--- BEGIN Extracted information ---
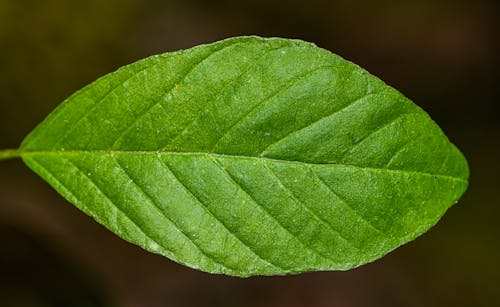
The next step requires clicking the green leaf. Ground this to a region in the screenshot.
[12,37,468,276]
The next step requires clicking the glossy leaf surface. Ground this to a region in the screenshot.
[15,37,468,276]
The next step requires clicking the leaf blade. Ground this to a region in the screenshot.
[17,37,468,276]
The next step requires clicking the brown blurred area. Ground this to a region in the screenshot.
[0,0,500,307]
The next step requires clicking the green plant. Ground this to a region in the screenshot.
[0,37,468,276]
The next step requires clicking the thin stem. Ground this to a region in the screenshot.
[0,149,21,160]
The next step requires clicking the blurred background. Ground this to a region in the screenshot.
[0,0,500,307]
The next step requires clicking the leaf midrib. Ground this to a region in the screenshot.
[18,149,467,183]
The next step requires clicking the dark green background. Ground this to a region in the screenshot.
[0,0,500,307]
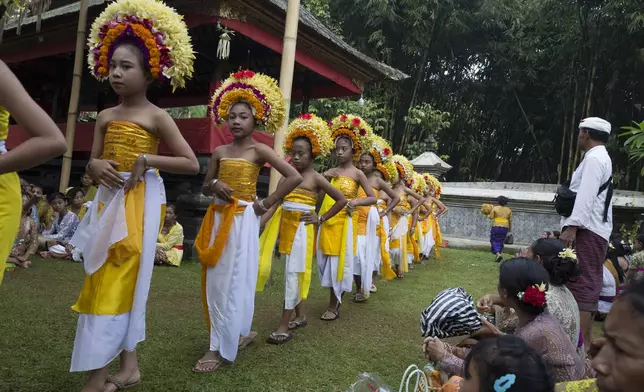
--- END Extracted information ---
Edit the entries above by replacing "screenshot" with "image" wherever it appears, leaving everything else unchanged, and omit the pictures from your output.

▶ **Solution to this task**
The next step requires clicking the green leaf. Ground this to a region in the image.
[12,37,468,276]
The next step requires clicking the glossy leaf surface. Ground this to a region in the image.
[15,37,468,276]
The next step requires clicking the leaf blade. Ground this to a region in the image.
[17,37,468,276]
The next step requires clicking the brown blurred area. Ground this to a region in the image.
[0,0,500,307]
The next step requires clicking the green plant. Ground this to a region in the image.
[0,37,468,276]
The next step requires clicking the thin stem. Ground this to a region in the image.
[0,149,21,160]
The next step requires clicking the blurred background. Ground this to a region in the image.
[0,0,500,307]
The next step requires clicking the leaf midrib. Ground this to a region in the image.
[18,149,467,183]
The next step requires clicking the dark green background. Ground this to a region in the image.
[0,0,500,307]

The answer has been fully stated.